• Passage to read:
The first is protest music on the highest level of artistic expression, with Shostakovian irony and defiant Mingus humor. Improvisation seems to play an even greater role than ever in Schneider’s work here, and her brilliant ensemble attack it with reckless abandon and attention to the most minute details. It would take a book to dissect each of these pieces.
The opening number is A World Lost. Reduced to lowest terms, it’s basically a one-chord jam. From Frank Kimbrough’s elegaic, modally circling piano and Jay Anderson’s somber bowed bass, drummer Johnathan Blake adds mutedly shamanistic color. The orchestra develops a chromatic menace anchored by the low reeds, Rich Perry’s hopeful, defiant tenor sax pulsing through what could be groupthink. Anderson signals a rise to a fullscale conflagration; Perry’s tumble out of the sky, shadowed by guitarist Ben Monder’s atmospheric lines, is one of the most stunning moments on the album. Is this a portrait of the innate feebleness of the data lords, whose machines have not liberated but disempowered them? Or is this the failure of the world to realize the sinister implications of digital media?
The sarcasm in Don’t Be Evil – you know, the Google motto – is savage to the extreme. The quirky intro hints that these dorks couldn’t hurt a fly – but wait! A folksy caricature grows more macabre, with stabbing horns and a spastic, tormented guitar solo as a marching lockstep develops. Trombonist Ryan Keberle plays momentary voice of reason, Kimbrough the gleefully evil architect of an empire of spies with his phantasmagorical ripples. This might be the best song Schneider ever wrote.
Although CQ CQ Is There Anybody There predates the lockdown, it could be a portrait of what Del Bigtree calls the “illuminati of clowns” behind it. This one’s particularly creepy. There’s a persistent rubato feel to a large proportion of this disc, and this song is a prime example, from acidically swooping atmospherics and a descent into the murk with guitar lurking just overhead. Tenor saxophonist Donny McCaslin provides ebullient contrast over the growl as Blake builds wave motion, then trumpeter Greg Gisbert and his pedal become a one-man cheer section for impending doom as the orchestra fall in and out of sync, until his shriek signals complete control. Those masks will never come off again.

• Given request A:
Answer these questions using the album review:
(i) Who plays the bowed bass on A World Lost?
(ii) What instrument does Ryan Keberle play?
(iii) Which song does the review say predates the lockdown?

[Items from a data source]
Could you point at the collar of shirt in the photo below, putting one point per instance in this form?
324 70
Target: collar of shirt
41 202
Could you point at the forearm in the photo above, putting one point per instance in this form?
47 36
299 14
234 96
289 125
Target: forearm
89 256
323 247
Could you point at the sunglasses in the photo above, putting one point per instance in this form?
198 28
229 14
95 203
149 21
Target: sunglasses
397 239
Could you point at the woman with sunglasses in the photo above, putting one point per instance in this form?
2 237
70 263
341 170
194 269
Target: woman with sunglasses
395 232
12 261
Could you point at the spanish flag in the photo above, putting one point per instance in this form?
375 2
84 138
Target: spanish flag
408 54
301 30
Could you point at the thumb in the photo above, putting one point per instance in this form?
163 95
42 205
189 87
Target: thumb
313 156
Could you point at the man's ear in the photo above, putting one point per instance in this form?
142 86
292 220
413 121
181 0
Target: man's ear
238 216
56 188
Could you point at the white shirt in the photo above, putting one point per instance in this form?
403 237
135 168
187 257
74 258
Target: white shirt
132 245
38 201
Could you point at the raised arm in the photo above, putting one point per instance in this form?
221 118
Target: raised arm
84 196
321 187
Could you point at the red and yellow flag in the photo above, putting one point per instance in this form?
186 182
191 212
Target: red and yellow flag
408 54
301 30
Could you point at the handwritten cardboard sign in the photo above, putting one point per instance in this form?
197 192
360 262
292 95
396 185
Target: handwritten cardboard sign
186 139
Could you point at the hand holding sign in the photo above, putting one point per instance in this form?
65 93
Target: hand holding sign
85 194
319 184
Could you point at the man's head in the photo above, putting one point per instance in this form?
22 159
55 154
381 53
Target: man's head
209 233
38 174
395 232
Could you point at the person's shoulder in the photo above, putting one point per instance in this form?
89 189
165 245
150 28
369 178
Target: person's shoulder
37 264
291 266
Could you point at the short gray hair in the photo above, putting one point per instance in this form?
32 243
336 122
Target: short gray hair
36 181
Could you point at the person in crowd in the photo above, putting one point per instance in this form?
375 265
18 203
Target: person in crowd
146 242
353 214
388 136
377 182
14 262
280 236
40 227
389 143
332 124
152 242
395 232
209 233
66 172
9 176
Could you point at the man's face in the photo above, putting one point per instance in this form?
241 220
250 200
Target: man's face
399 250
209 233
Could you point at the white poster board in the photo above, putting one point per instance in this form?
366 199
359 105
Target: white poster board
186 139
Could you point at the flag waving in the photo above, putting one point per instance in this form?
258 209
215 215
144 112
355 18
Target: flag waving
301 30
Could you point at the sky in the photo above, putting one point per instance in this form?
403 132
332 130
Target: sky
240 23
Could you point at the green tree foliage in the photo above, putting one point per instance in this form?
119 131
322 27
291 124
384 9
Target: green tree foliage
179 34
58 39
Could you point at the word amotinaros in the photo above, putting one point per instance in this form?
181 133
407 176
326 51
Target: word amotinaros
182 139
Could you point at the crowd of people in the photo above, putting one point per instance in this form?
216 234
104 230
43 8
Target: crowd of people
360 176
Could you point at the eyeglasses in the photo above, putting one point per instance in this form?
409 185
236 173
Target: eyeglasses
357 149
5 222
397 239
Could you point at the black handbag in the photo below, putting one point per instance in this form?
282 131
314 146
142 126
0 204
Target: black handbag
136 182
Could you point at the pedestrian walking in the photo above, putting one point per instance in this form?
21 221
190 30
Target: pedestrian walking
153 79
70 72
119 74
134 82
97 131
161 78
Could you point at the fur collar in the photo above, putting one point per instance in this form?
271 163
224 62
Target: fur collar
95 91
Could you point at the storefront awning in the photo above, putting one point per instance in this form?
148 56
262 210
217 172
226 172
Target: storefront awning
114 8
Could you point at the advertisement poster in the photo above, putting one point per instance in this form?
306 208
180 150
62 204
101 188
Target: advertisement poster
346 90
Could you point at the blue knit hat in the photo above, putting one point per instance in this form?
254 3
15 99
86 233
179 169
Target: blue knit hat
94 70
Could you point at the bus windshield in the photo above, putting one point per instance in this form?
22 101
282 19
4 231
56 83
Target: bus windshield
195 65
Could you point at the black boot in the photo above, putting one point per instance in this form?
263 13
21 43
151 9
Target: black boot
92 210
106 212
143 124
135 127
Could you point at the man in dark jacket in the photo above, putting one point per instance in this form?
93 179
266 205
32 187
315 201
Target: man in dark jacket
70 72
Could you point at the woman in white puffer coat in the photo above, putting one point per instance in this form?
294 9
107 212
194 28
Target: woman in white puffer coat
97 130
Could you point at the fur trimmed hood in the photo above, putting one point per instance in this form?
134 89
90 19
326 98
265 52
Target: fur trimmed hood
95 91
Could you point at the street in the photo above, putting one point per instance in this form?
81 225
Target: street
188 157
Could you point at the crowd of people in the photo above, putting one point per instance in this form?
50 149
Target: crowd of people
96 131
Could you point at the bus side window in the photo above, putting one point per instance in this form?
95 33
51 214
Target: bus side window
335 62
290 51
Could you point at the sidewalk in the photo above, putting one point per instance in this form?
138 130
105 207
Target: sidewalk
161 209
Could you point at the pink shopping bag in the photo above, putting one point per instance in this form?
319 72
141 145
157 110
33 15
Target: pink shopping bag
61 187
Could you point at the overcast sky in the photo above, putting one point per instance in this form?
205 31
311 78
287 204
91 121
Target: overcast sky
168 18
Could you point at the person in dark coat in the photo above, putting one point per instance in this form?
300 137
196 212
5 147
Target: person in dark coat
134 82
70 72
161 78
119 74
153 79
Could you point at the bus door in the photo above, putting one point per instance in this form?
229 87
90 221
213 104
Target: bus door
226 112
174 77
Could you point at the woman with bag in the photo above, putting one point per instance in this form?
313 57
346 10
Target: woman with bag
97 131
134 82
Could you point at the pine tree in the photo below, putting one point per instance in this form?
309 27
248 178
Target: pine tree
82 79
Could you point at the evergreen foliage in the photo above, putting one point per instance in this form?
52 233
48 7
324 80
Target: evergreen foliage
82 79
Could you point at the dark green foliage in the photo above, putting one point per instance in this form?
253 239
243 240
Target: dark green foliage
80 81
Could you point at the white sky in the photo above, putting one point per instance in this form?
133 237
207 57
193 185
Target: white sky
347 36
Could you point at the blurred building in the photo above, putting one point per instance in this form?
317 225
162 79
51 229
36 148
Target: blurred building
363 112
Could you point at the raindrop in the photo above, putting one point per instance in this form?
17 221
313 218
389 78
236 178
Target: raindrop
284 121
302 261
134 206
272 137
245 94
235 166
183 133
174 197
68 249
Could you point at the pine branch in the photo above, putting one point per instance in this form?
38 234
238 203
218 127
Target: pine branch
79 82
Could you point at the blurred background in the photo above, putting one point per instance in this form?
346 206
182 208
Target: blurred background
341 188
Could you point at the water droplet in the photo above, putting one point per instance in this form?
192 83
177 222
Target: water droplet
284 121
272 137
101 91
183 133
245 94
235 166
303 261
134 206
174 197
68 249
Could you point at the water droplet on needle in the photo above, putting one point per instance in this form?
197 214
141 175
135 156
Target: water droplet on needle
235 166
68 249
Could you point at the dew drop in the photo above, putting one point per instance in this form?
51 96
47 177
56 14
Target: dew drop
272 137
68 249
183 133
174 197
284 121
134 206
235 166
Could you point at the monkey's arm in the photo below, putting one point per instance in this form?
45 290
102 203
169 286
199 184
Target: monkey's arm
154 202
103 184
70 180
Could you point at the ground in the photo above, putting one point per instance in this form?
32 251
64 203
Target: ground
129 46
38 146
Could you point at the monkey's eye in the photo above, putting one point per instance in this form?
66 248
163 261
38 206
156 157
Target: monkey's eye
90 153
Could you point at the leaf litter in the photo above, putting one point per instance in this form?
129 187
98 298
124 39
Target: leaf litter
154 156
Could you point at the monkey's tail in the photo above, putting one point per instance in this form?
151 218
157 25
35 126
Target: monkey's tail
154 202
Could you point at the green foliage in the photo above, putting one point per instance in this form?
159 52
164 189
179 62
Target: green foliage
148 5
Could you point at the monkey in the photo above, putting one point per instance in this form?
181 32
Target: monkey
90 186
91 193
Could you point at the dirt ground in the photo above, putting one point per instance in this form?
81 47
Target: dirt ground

• Given request B:
Reproduce the part of the records that opens with the line containing "Could you point at the monkey's eye" and closes with the last line of the records, both ends included.

• Full answer A:
(i) Jay Anderson
(ii) Trombone
(iii) CQ CQ Is There Anybody There

• Full answer B:
Could you point at the monkey's eye in the photo above, putting one point per instance in this form?
66 248
163 261
38 206
156 157
Target: monkey's eye
90 153
Could you point at the leaf litter in the photo above, putting one point per instance in this form?
129 187
98 298
124 39
Target: leaf litter
154 156
Could you point at the monkey's tail in the photo above, putting one point per instance in this form?
151 218
157 25
35 126
Target: monkey's tail
154 202
Could you point at the green foliage in the photo above, putting one point per instance in this form?
159 52
164 189
179 62
Target: green foliage
148 5
Could you point at the monkey in the photo above, putting one point per instance in this form?
181 32
Target: monkey
90 186
91 193
Could you point at the dirt ground in the photo above, putting one point per instance in this form?
81 47
Target: dirt ground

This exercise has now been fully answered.